* START MATERIAL PROVIDED *

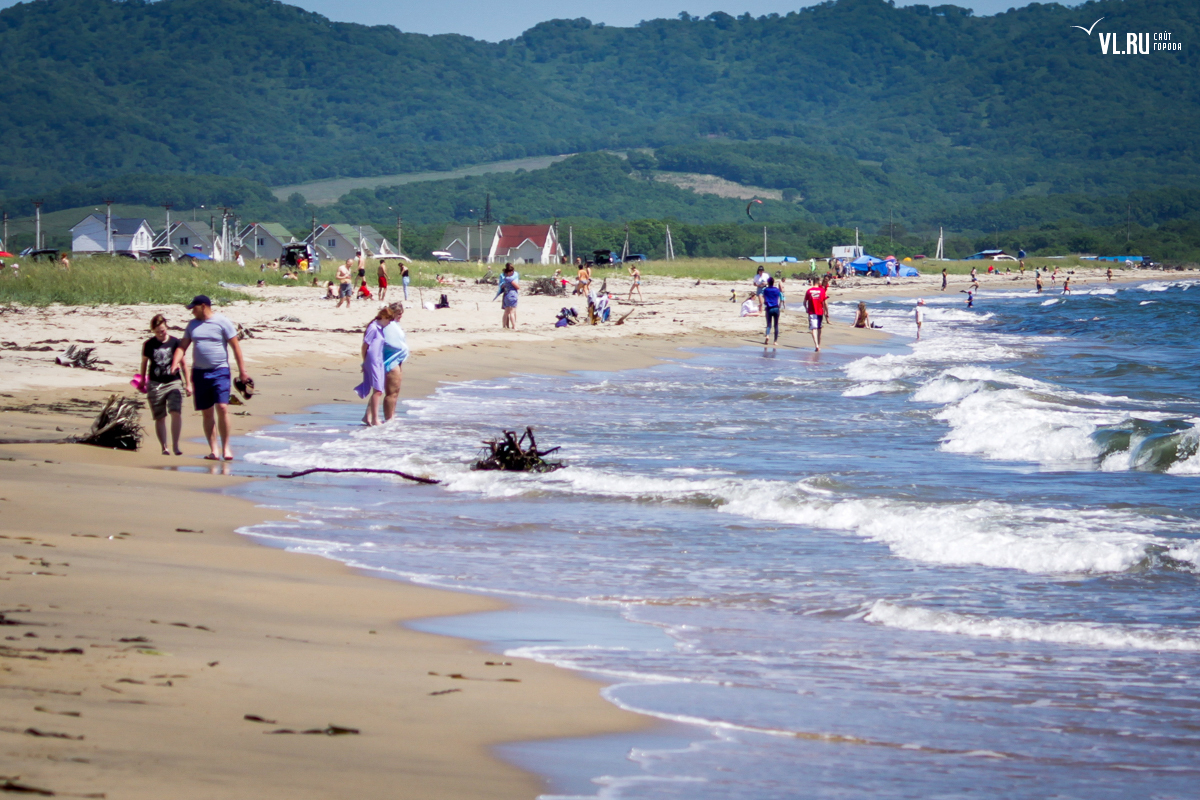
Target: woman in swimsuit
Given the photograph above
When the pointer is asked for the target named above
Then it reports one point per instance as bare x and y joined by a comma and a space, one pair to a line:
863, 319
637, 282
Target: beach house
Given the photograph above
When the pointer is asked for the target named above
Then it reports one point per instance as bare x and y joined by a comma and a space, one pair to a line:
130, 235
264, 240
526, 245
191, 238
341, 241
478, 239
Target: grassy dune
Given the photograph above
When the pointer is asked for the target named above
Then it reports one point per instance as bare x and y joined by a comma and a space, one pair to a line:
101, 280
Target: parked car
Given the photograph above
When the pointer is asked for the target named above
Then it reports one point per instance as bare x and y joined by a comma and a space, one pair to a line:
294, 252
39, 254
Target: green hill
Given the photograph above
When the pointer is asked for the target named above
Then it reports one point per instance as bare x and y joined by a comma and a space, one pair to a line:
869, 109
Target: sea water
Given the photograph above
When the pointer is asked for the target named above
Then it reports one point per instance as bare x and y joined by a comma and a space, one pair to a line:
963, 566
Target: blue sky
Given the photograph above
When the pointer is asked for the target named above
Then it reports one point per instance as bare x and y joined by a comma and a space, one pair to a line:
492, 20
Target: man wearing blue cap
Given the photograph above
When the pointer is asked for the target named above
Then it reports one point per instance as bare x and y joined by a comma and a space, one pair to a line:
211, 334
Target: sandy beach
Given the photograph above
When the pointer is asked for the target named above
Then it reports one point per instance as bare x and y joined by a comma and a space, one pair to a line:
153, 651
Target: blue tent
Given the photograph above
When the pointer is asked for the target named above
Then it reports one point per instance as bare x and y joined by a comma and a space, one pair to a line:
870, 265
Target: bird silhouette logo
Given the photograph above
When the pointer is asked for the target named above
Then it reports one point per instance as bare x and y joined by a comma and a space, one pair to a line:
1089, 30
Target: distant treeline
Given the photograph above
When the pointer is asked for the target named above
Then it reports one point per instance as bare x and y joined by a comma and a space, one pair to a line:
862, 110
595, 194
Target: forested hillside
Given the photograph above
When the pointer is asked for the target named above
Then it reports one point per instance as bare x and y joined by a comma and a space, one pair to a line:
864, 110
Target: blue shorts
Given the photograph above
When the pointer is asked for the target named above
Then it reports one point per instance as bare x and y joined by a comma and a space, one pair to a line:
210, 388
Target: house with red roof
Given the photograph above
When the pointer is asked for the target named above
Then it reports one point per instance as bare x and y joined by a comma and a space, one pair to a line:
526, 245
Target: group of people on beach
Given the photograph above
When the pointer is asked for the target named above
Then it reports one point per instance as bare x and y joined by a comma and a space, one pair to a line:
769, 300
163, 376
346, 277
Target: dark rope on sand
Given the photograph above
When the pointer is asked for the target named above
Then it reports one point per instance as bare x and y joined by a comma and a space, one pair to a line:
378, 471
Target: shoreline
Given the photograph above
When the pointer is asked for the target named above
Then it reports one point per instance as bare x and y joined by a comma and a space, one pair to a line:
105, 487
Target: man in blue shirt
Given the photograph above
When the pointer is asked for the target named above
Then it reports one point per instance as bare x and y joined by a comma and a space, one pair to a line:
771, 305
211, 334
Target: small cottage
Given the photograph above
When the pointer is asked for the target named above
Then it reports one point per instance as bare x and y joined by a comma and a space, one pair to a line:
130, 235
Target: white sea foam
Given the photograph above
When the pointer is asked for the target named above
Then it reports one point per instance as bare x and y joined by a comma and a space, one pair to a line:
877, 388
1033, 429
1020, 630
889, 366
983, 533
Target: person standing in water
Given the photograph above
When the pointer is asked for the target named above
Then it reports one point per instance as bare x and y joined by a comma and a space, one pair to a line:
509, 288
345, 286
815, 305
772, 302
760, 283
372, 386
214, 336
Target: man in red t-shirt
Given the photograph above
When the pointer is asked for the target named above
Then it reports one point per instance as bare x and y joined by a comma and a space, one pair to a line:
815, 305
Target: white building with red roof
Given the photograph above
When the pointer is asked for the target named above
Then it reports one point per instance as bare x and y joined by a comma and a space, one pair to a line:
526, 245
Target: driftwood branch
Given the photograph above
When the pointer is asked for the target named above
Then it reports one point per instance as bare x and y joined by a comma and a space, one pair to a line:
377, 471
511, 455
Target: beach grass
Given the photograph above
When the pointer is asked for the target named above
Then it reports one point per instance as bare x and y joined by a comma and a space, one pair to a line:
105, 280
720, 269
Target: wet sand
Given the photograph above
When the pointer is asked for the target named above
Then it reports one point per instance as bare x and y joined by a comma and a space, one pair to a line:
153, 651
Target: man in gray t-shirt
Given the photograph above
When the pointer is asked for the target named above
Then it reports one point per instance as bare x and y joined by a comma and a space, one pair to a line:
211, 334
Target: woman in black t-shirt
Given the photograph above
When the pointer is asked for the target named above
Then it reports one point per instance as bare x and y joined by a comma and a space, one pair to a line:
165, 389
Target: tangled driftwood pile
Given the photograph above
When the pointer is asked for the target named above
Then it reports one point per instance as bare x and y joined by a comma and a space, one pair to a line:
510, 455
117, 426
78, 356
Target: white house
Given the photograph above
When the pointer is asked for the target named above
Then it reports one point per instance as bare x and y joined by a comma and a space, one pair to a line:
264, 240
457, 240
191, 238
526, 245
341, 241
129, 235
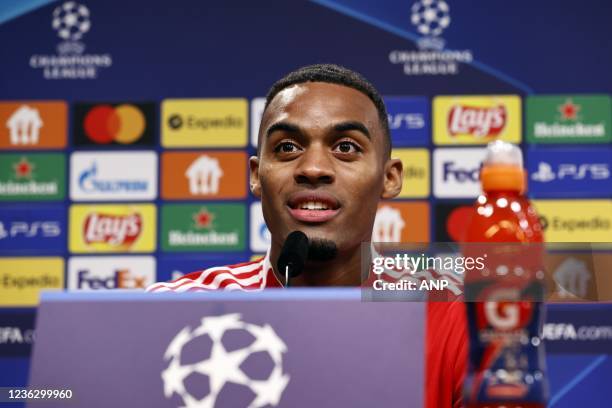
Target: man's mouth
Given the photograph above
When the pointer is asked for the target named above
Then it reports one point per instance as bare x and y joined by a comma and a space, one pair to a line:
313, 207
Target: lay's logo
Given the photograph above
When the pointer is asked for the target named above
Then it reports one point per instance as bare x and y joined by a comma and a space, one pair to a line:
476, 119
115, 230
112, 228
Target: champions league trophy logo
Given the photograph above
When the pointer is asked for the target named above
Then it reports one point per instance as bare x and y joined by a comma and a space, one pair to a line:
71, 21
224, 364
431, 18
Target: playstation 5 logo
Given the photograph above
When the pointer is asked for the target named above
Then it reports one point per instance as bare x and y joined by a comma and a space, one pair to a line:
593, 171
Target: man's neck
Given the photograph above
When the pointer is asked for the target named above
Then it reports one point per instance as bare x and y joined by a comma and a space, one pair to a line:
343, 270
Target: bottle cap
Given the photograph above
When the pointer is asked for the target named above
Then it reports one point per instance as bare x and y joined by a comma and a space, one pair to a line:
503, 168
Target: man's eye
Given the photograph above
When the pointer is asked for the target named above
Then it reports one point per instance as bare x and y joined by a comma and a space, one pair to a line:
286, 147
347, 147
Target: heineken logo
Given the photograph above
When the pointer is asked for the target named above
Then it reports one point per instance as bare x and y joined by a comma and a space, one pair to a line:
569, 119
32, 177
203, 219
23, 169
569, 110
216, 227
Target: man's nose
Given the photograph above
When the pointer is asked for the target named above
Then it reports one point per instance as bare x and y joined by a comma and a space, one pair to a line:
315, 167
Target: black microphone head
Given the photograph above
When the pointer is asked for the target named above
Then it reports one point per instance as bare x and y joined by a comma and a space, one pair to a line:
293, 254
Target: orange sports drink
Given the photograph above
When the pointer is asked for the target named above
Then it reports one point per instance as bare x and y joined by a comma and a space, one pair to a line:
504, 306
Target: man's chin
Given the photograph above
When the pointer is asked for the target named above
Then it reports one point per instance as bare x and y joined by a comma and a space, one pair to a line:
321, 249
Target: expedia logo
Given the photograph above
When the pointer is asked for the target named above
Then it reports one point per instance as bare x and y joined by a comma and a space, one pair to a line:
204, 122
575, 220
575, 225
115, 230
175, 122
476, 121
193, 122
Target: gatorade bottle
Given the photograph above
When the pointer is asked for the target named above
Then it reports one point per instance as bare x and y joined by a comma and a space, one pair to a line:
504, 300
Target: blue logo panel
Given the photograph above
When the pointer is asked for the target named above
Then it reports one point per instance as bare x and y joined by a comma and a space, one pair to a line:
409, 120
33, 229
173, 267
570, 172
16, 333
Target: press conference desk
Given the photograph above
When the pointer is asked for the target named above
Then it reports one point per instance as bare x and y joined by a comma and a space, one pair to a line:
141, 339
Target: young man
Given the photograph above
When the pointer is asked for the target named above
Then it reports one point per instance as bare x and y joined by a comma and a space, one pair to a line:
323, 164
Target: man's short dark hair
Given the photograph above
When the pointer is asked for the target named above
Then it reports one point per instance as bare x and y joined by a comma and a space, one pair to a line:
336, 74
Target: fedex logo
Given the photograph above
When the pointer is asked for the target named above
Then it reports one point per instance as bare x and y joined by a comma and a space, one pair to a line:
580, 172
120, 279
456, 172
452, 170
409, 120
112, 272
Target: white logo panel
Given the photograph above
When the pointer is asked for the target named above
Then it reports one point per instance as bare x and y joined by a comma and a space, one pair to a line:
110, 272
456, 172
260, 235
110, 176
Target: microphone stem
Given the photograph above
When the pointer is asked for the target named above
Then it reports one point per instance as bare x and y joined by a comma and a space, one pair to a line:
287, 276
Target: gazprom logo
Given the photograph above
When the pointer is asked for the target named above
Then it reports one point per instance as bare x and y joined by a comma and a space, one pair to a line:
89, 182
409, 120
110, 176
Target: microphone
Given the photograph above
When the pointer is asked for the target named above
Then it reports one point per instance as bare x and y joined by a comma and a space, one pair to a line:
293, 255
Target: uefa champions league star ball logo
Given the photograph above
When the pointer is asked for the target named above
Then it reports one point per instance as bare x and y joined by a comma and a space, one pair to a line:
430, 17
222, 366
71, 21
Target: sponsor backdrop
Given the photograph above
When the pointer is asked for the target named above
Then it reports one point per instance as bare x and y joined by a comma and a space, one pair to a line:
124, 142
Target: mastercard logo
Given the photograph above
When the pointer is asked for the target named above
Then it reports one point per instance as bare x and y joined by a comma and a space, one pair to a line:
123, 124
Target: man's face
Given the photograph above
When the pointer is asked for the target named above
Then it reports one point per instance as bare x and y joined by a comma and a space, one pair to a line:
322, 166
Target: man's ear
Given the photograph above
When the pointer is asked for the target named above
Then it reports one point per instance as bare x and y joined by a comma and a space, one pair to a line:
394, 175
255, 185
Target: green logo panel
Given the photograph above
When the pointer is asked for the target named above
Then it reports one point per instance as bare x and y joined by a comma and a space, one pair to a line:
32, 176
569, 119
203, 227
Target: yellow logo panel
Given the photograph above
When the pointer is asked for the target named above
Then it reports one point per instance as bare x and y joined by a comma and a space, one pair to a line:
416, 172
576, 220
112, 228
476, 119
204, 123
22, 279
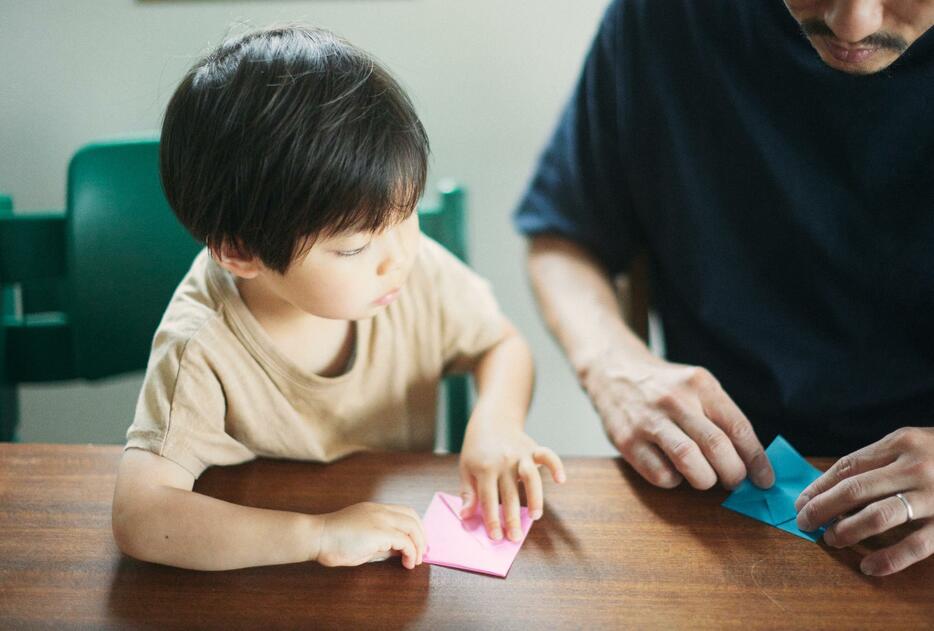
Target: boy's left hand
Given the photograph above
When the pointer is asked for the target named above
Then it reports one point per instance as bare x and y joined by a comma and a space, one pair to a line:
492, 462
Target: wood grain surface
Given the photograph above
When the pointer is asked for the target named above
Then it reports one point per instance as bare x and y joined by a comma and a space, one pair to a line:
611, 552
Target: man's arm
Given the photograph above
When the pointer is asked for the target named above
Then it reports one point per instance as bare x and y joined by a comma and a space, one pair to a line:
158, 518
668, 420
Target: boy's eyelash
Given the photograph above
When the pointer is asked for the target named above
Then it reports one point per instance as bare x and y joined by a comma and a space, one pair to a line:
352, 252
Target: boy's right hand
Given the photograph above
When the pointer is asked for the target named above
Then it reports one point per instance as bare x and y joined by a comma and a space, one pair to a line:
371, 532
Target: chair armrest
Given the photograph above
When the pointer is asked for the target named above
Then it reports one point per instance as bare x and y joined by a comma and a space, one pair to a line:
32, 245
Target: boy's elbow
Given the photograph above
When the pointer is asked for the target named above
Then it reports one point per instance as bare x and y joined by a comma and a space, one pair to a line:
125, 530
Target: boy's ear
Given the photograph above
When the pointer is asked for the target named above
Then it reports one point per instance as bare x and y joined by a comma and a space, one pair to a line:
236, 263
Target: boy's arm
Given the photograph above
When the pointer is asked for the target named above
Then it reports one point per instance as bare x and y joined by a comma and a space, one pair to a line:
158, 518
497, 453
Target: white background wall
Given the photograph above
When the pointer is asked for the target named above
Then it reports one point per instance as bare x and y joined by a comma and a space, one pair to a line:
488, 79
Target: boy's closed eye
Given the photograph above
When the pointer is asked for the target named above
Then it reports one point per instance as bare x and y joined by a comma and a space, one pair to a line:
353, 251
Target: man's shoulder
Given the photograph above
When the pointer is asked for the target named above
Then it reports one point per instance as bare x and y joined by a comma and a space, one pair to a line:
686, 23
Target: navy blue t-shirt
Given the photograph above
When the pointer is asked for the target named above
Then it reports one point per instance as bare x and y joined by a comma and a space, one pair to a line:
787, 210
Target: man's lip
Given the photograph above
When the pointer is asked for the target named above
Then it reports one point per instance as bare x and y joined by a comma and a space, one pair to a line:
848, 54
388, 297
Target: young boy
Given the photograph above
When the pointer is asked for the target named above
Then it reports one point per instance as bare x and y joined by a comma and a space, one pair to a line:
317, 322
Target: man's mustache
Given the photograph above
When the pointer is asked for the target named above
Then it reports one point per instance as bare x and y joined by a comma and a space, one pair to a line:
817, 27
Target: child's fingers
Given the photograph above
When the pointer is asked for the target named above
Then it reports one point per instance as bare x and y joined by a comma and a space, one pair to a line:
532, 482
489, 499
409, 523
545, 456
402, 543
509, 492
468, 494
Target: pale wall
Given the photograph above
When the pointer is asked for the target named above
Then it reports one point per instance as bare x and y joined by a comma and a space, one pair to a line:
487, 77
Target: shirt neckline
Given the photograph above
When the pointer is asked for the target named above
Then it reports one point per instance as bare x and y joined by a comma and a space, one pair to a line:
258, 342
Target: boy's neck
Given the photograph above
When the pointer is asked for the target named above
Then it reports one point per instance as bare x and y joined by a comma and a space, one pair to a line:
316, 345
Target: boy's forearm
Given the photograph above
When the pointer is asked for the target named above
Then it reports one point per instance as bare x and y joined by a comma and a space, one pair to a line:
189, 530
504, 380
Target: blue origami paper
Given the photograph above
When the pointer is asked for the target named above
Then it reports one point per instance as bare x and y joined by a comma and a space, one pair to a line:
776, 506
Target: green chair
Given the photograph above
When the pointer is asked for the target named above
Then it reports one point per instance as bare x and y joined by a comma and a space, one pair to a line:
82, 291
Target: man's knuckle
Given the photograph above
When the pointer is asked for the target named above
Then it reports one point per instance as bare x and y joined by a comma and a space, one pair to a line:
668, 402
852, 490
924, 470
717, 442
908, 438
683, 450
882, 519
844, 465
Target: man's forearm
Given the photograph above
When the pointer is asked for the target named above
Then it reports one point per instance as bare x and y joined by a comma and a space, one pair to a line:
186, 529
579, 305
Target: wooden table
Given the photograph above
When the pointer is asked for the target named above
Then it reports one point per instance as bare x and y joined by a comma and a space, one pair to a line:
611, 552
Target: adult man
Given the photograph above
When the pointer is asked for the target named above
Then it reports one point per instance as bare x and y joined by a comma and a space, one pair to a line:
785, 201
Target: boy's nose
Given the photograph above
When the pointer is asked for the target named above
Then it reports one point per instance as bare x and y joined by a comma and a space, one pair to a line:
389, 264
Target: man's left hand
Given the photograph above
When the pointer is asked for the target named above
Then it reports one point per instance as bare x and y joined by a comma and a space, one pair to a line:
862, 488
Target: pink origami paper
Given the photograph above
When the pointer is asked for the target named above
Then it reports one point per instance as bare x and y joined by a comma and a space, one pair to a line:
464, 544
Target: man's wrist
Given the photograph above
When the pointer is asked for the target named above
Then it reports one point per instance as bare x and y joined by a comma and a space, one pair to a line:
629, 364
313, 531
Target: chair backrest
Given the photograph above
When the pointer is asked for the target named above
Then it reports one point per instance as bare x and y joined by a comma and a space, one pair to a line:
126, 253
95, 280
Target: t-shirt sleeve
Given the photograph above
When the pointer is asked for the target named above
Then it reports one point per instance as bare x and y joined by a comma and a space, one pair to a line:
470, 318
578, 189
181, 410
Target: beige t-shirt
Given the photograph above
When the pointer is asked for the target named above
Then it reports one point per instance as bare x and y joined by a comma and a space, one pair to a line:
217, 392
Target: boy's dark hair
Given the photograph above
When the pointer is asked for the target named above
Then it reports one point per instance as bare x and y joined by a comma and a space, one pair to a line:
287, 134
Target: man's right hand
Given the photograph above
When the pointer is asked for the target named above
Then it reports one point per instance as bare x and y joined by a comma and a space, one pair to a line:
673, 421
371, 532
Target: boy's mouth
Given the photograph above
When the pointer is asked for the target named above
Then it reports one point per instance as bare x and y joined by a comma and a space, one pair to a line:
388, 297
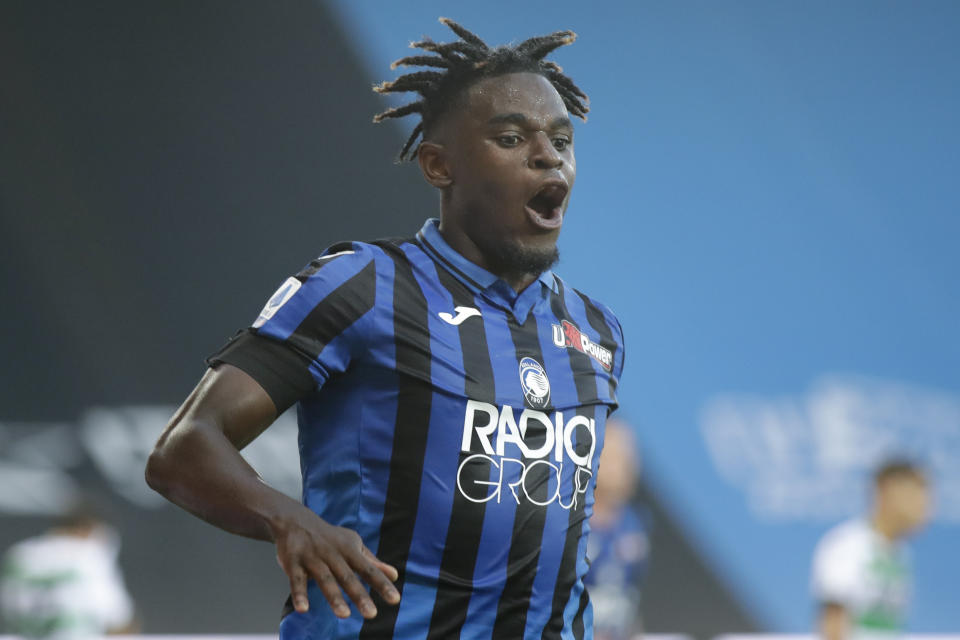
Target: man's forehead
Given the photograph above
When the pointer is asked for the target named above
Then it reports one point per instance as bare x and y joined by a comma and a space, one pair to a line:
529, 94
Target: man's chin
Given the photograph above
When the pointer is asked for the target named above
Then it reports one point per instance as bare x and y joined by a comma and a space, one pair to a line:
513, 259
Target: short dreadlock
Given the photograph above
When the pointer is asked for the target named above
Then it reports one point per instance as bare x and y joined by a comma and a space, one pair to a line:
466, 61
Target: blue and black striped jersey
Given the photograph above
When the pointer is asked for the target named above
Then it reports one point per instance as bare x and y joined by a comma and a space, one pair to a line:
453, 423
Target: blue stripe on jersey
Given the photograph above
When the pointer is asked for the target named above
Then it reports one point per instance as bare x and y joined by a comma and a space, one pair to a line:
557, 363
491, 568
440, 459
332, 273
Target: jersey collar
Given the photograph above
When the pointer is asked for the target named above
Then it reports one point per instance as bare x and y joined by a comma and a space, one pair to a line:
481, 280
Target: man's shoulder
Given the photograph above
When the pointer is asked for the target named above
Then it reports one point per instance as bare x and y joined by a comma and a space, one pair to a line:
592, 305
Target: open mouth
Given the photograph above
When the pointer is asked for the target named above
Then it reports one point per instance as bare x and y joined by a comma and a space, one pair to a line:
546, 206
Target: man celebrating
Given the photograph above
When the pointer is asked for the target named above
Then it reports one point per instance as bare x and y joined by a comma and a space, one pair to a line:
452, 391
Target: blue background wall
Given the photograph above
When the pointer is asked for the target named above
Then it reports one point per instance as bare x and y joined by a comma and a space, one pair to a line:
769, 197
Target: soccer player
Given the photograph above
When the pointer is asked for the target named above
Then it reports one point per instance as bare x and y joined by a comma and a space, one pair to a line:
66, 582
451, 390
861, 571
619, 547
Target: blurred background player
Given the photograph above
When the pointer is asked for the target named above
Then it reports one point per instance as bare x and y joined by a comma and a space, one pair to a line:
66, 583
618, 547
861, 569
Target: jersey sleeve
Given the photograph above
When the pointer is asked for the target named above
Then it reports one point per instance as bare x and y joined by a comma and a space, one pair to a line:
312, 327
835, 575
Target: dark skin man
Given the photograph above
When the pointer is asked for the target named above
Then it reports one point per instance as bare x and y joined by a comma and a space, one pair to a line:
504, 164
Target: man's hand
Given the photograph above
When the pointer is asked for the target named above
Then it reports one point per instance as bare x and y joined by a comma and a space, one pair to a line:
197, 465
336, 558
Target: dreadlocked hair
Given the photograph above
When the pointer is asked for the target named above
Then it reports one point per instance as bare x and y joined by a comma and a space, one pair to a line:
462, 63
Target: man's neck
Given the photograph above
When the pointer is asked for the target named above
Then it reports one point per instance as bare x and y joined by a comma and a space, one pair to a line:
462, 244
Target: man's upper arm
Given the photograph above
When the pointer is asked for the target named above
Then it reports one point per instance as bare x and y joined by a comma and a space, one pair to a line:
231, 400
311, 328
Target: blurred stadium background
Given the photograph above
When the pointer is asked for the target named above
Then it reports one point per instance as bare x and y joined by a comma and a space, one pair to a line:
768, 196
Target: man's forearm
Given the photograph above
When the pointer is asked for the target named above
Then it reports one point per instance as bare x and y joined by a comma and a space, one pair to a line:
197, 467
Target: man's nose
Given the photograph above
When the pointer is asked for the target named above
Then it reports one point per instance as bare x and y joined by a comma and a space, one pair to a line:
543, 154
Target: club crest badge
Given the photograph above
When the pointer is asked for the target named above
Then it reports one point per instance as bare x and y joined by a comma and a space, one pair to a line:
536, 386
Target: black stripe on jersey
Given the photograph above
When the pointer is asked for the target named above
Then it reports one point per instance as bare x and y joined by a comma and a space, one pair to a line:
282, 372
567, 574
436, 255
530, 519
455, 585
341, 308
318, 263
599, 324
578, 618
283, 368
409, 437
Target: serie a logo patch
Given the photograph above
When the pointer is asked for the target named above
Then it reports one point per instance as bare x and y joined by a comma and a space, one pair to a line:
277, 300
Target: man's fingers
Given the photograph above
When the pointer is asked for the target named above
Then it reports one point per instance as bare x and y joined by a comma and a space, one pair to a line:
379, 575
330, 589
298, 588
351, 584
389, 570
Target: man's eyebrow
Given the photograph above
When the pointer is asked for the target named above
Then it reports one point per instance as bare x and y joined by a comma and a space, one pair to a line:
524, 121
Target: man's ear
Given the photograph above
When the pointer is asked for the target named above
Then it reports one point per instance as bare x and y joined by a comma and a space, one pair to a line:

* END MATERIAL PROVIDED *

• _GOAL_: Starting at the line that contains "Target: club crest badge", print every line through the end of the listing, word for word. Leave out all the rest.

• _TASK RESULT_:
Target: club crest badge
Given the photograph above
When the pointer is asked for the target named above
Then it reports one point per instance as bare x and y joined by a comma and a space, one pair to a line:
536, 386
Target: black stripe on jersey
Given the photograph above
When the pointer is asked for the target named above
Then it reports one point per instance as bare x and y joined by a comma and a space, one pair to a line:
282, 372
567, 574
436, 255
530, 519
455, 585
341, 308
318, 263
599, 324
578, 618
283, 368
409, 437
Target: serie a logo patch
Given the photograph above
When the pointer is asked for the target named above
Then it reports one point per instance as bare x and y joined by a comma and a space, one pair to a line:
277, 300
Target: man's fingers
Given the photograph above
When the pointer is asked for the target named above
Then it reports one point per instance as bare x and y joined by a comma and a space, one pair to a line:
379, 575
330, 589
298, 588
351, 584
389, 570
Target: man's eyebrow
Given the photograph above
When the pointer is asked for the target named above
Then it reports one point per instance as bare x and y joined by a comma and a space, one pair to a line:
524, 121
Target: man's ear
Given the photograph above
When the pointer is asked for the target named above
Then it reports one point per instance as bare x and y joined by a comma and a space, one pair to a line:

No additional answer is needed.